§ **Instruction A**:
In the audax ride account, how many kilometers over the target distance did the unplanned detour add?
§ **Instruction B**:
Update everything in the audax ride account from "The last 32" down to "(2 Jul 2012)", changing "good heart" to "good spirits".
§ **Instruction C**:
In the audax ride account, how would you condense the paragraph beginning "The 32 km leg to Hythe" into a shorter version that keeps its main facts?

§ **Source passage**:
All the experiances of good audax!!!!
Some where we had made a slight detouer and managed to add 8 km more to our target distance but with a final target figure of 309 km that was acceptable in our eyes.
The 32 km leg to Hythe meant ,at last,we had the wind to our backs and it was with a smile we stopped at the control point for a well earned ice cream,discovering we were in fact in 4th position from the original 16,2 a.m. starters.We were thinking we might have made the top ten if we were lucky!
The last 32 km back to Bethersden was made in good heart,with promises of a further attempt next year,being as this was,for each,our 1st audax
By the time i arrived home the figures were as at the begining of this item.For myself well within the hoped for 20 hours and also 68 km over my needed total for the 20 hours.
A good ride and confidence giving training for next years LEL
Congratulations to all involved.More than enough food with drinks at the rest stops to please most I would have thought,definately the*last* major ride,next year,before my attempt to complete the 2013 L.E.L


----------



## PpPete (2 Jul 2012)

§ **Data provided**:
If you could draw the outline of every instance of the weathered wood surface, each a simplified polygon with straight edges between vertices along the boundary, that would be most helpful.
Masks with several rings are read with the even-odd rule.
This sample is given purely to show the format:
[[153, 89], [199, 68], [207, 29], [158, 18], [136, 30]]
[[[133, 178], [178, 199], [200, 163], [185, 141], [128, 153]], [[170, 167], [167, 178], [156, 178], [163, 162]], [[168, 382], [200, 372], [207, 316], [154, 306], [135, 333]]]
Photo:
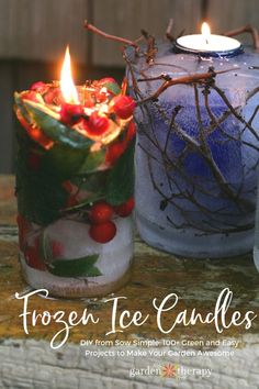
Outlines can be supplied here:
[[[30, 310], [38, 313], [48, 310], [54, 313], [64, 310], [66, 315], [72, 310], [78, 313], [87, 307], [89, 312], [100, 318], [98, 325], [78, 325], [70, 331], [68, 343], [53, 351], [49, 342], [60, 330], [60, 324], [29, 326], [25, 335], [21, 318], [22, 301], [14, 293], [26, 291], [18, 263], [18, 238], [15, 226], [15, 200], [13, 199], [13, 177], [0, 177], [0, 388], [259, 388], [259, 323], [254, 322], [250, 330], [230, 327], [218, 335], [213, 325], [196, 324], [183, 327], [178, 325], [171, 334], [162, 335], [156, 323], [151, 300], [159, 301], [170, 292], [179, 294], [179, 303], [172, 312], [165, 315], [164, 325], [170, 327], [173, 316], [184, 309], [196, 308], [201, 313], [215, 305], [223, 288], [234, 292], [230, 311], [240, 312], [259, 308], [259, 275], [251, 255], [233, 259], [183, 259], [176, 258], [148, 247], [136, 238], [135, 264], [132, 281], [116, 292], [127, 300], [119, 307], [119, 313], [127, 309], [149, 313], [150, 319], [142, 326], [131, 326], [124, 333], [105, 336], [110, 330], [111, 305], [104, 299], [80, 301], [46, 300], [32, 297]], [[133, 341], [173, 338], [179, 343], [172, 349], [185, 349], [182, 340], [237, 340], [238, 347], [230, 358], [221, 357], [100, 357], [86, 358], [86, 347], [81, 340]], [[91, 348], [91, 347], [87, 347]], [[93, 347], [94, 348], [94, 347]], [[95, 347], [104, 349], [103, 347]], [[136, 347], [135, 347], [136, 348]], [[142, 347], [140, 347], [142, 348]], [[221, 346], [219, 346], [221, 348]], [[228, 347], [229, 348], [229, 347]], [[125, 347], [124, 347], [125, 349]], [[149, 351], [151, 348], [148, 348]], [[165, 347], [158, 347], [165, 349]], [[198, 381], [196, 377], [185, 380], [164, 379], [154, 376], [130, 378], [130, 369], [147, 366], [180, 364], [185, 367], [211, 367], [213, 374]]]

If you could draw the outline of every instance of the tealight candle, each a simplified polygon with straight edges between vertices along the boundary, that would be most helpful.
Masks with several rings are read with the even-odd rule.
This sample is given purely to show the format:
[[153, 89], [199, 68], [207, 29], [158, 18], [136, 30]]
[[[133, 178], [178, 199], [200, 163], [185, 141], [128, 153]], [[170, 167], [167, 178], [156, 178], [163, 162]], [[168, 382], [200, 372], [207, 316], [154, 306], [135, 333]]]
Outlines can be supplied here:
[[247, 253], [259, 164], [259, 56], [209, 31], [156, 48], [148, 63], [145, 45], [137, 56], [127, 52], [138, 100], [138, 232], [181, 256]]
[[103, 296], [130, 278], [135, 102], [116, 81], [60, 82], [15, 93], [20, 260], [50, 296]]

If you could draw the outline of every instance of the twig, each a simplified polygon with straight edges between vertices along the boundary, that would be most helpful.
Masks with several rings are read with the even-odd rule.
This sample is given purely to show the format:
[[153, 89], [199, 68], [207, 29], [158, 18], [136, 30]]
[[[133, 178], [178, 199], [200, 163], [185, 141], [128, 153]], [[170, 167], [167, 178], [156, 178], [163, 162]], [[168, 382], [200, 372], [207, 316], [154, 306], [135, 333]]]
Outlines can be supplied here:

§ **Correct answer A**:
8 km

§ **Correct answer B**:
The last 32 km back to Bethersden was made in good spirits,with promises of a further attempt next year,being as this was,for each,our 1st audax
By the time i arrived home the figures were as at the begining of this item.For myself well within the hoped for 20 hours and also 68 km over my needed total for the 20 hours.
A good ride and confidence giving training for next years LEL
Congratulations to all involved.More than enough food with drinks at the rest stops to please most I would have thought,definately the*last* major ride,next year,before my attempt to complete the 2013 L.E.L


----------



## PpPete (2 Jul 2012)

§ **Correct answer C**:
On the 32 km leg to Hythe, the wind was finally behind them. At the control point they stopped for ice cream and learned they were 4th of the 16 riders who started at 2 a.m., when they had hoped at best for the top ten.